Short task – Reproduce the lines of the records unchanged, starting at the line that contains "Spot the distant" and ending at the last line of the records.

Available records –

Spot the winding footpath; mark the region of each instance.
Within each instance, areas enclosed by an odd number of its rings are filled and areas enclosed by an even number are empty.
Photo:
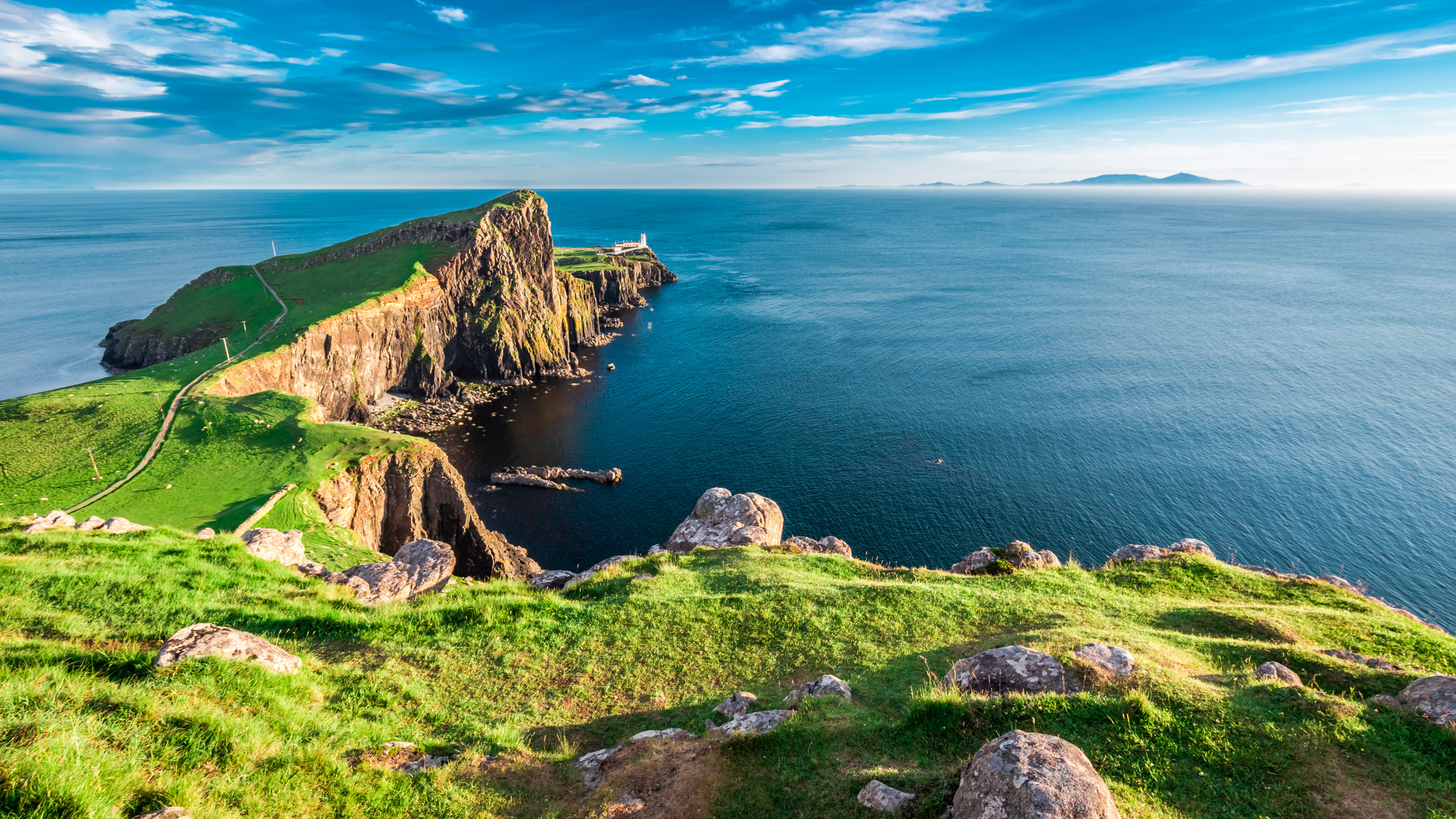
[[[245,346],[242,351],[237,352],[239,358],[242,358],[245,352],[248,352],[248,351],[253,349],[255,346],[258,346],[258,342],[264,340],[264,337],[266,337],[268,333],[274,332],[274,329],[278,327],[278,323],[282,321],[285,316],[288,316],[288,305],[282,303],[282,298],[278,298],[278,291],[275,291],[272,288],[272,285],[268,284],[268,279],[265,279],[264,275],[258,272],[258,265],[253,265],[252,268],[253,268],[253,275],[258,276],[258,281],[264,282],[264,288],[268,289],[268,292],[271,292],[272,297],[278,301],[278,307],[282,307],[282,313],[280,313],[278,317],[274,319],[272,324],[268,324],[266,330],[258,333],[258,337],[253,339],[253,343]],[[198,383],[202,381],[202,378],[207,378],[213,372],[217,372],[218,369],[221,369],[221,368],[224,368],[224,367],[227,367],[230,364],[233,364],[232,359],[214,364],[205,372],[202,372],[201,375],[198,375],[197,378],[194,378],[191,383],[188,383],[186,387],[182,387],[181,390],[178,390],[176,397],[172,399],[172,404],[167,407],[166,418],[162,419],[162,431],[157,432],[156,439],[151,441],[151,448],[147,450],[147,454],[141,458],[141,463],[138,463],[135,467],[132,467],[131,471],[127,473],[125,476],[122,476],[121,480],[118,480],[116,483],[108,486],[106,489],[102,489],[96,495],[92,495],[86,500],[82,500],[80,503],[71,506],[70,509],[66,511],[66,514],[68,515],[68,514],[71,514],[71,512],[74,512],[74,511],[77,511],[77,509],[80,509],[80,508],[83,508],[83,506],[86,506],[89,503],[95,503],[96,500],[100,500],[102,498],[105,498],[105,496],[111,495],[112,492],[121,489],[121,486],[125,484],[128,480],[131,480],[131,479],[137,477],[138,474],[141,474],[141,470],[147,468],[147,464],[151,463],[151,458],[157,457],[157,452],[162,451],[162,444],[166,442],[167,432],[172,431],[172,422],[178,416],[178,407],[182,406],[182,399],[188,397],[188,394],[192,391],[192,387],[197,387]]]

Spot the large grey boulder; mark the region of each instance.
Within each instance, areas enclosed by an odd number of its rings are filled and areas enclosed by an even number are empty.
[[[1395,698],[1402,707],[1420,711],[1433,723],[1456,729],[1456,676],[1423,676]]]
[[[1297,674],[1289,669],[1289,666],[1273,660],[1254,669],[1254,676],[1258,676],[1259,679],[1278,679],[1284,685],[1300,687],[1305,684],[1303,681],[1300,681]]]
[[[699,546],[779,546],[782,537],[783,512],[778,503],[754,492],[734,495],[713,487],[697,499],[693,514],[677,525],[662,548],[686,554]]]
[[[272,560],[284,566],[297,566],[307,560],[303,554],[303,532],[298,530],[288,530],[285,532],[278,530],[248,530],[243,532],[243,543],[248,546],[248,554],[259,560]]]
[[[1072,656],[1108,676],[1118,678],[1133,674],[1133,652],[1127,649],[1107,643],[1088,643],[1073,649]]]
[[[789,691],[789,695],[783,698],[783,704],[792,706],[802,697],[843,697],[846,703],[855,701],[855,692],[849,690],[849,684],[833,674],[795,685],[794,691]]]
[[[162,643],[162,650],[157,652],[154,665],[166,668],[186,659],[210,656],[253,660],[277,674],[294,674],[303,666],[300,658],[256,634],[211,623],[197,623],[167,637],[167,642]]]
[[[728,697],[722,703],[718,703],[718,706],[713,708],[713,713],[715,714],[722,714],[722,716],[728,717],[729,720],[735,720],[735,719],[747,714],[748,708],[751,708],[757,703],[759,703],[757,697],[754,697],[753,694],[750,694],[747,691],[740,691],[740,692],[734,694],[732,697]]]
[[[438,540],[416,540],[399,547],[386,563],[364,563],[325,578],[354,589],[364,605],[380,605],[409,599],[425,592],[438,592],[454,572],[454,551]]]
[[[1057,658],[1025,646],[990,649],[955,660],[945,675],[946,685],[978,694],[1070,694],[1076,681]]]
[[[951,819],[1121,819],[1107,783],[1070,742],[1013,730],[961,770]]]
[[[869,784],[859,788],[859,796],[855,797],[855,800],[865,807],[871,810],[884,810],[885,813],[900,810],[911,799],[914,799],[913,793],[895,790],[879,780],[869,780]]]
[[[751,714],[744,714],[728,724],[715,726],[708,730],[708,733],[715,733],[718,736],[753,736],[757,733],[769,733],[770,730],[779,727],[779,723],[794,716],[794,711],[782,708],[778,711],[754,711]]]

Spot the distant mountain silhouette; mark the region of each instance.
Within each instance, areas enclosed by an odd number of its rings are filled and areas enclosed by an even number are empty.
[[[1238,179],[1208,179],[1207,176],[1194,176],[1191,173],[1175,173],[1172,176],[1165,176],[1158,179],[1156,176],[1143,176],[1142,173],[1104,173],[1102,176],[1093,176],[1091,179],[1077,179],[1073,182],[1035,182],[1034,185],[1245,185]]]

Task result –
Spot the distant mountain silhouette; mark the region of each instance.
Within each instance, areas enclosed by an odd number of its rings are filled and areas enclosed by an even number are empty.
[[[1238,179],[1208,179],[1207,176],[1194,176],[1191,173],[1175,173],[1172,176],[1165,176],[1158,179],[1156,176],[1143,176],[1142,173],[1104,173],[1102,176],[1093,176],[1091,179],[1077,179],[1073,182],[1035,182],[1034,185],[1245,185]]]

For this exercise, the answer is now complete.